# [Ваше задание]
Можете дословно процитировать фрагмент текста о балете от слов «Художник. — Речь» до слов «главную прелесть балета.», включая обе границы?

# [Текст]

Художник. — Речь идет о чем-то более полном, нежели пантомима, и более полном именно благодаря присутствию в нем, помимо музыки и драматического жеста, еще жестов абсолютно эстетического характера, которые мне хочется назвать литургическими…

Балетоман. — Вот вы заговорили и о Боге… В балете я признаю улыбки балерин (за которые их теперь штрафуют), но ей‑ей мне дела нет до улыбки божества и до литургии… Для меня именно «послеобеденная вздорность» и составляет главную прелесть балета.

{9} Художник с этим грубым утилитаризмом, конечно, не согласен, но ироническим замечаниям своего собеседника Санхо-Пансо он противопоставляет такие пошлые благоглупости в стиле «мистического анархизма», что читатель по неволе предпочитает желудочную философию сытого «здравого смысла», излагаемую сановным балетоманом. По мнению художника, «главный смысл» балета «в улыбке божества»; особой сладостью обладает «улыбка сквозь слезы, улыбка меланхолии», на что балетоман саркастически замечаете:

— Отчего бы вам сейчас не заговорить о религии страдающего Диониса?

В ответ на это художник разражается градом глубокомысленных афоризмов, вроде того, что «улыбкой может явиться движение не одних губ, но и всего тела». Танец ничто иное, как «улыбка во весь рост», «улыбка всем телом». Он снова и снова лопочет что-то о Боге, о литургии, о «священном смысле» балета. «Мне, — говорит он, начитавшись Вяч. Иванова, дух которого парит над сборником “Шиповника”, — мне кажется совершенно возможным и даже в высшей степени желательным появление в балете настоящих религиозных мистерий». Балет, «мистический характер» которого для г. Художника стоит вне сомнений, «может возродить самую сцену, он ей может дать тот таинственно-литургический (!) характер, по котором мы томимся»[5]. Его реформа балета «вся зиждется на вере в помощь богов [даже не одного Бога, а богов! — Ю. С.]. Спросим с верой, и нам дастся, что спросим».

К чему же сводится эта грандиозная реформа, которая должна «возродить самую сцену» и для успеха которой приходится в наш безбожный век апеллировать ко всему Олимпу — не чиновному, а настоящему? Послушаем нашего художника.

Итак, нужно «переменить самый характер танца» (в {10} мистико-литургическом духе, конечно), «подобрать такую труппу, которая благоговейно относилась бы к делу». Следует, пожалуй, еще изменить костюмы, завести «декорации почти монохромные, точно огромные рисунки тушью или гравюры»; ставить танцы иногда в виде силуэтов, иногда в виде барельефов, построить широкую, полукруглую сцену с двойной высотой для софитов, снести кулисы — и… и «получится нечто совершенно иное, — высоко прекрасное».

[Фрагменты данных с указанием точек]
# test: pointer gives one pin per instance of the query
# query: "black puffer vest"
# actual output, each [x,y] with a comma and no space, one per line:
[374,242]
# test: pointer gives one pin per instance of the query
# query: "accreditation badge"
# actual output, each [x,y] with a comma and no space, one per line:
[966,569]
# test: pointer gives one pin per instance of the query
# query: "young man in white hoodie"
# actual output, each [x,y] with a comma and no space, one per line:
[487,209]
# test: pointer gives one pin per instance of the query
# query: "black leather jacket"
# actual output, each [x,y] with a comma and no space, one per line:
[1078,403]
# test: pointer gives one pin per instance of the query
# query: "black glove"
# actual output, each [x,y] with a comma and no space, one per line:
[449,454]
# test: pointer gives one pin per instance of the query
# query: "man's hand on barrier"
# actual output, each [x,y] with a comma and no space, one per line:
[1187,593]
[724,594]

# [Решение задания]
Художник. — Речь идет о чем-то более полном, нежели пантомима, и более полном именно благодаря присутствию в нем, помимо музыки и драматического жеста, еще жестов абсолютно эстетического характера, которые мне хочется назвать литургическими…

Балетоман. — Вот вы заговорили и о Боге… В балете я признаю улыбки балерин (за которые их теперь штрафуют), но ей‑ей мне дела нет до улыбки божества и до литургии… Для меня именно «послеобеденная вздорность» и составляет главную прелесть балета.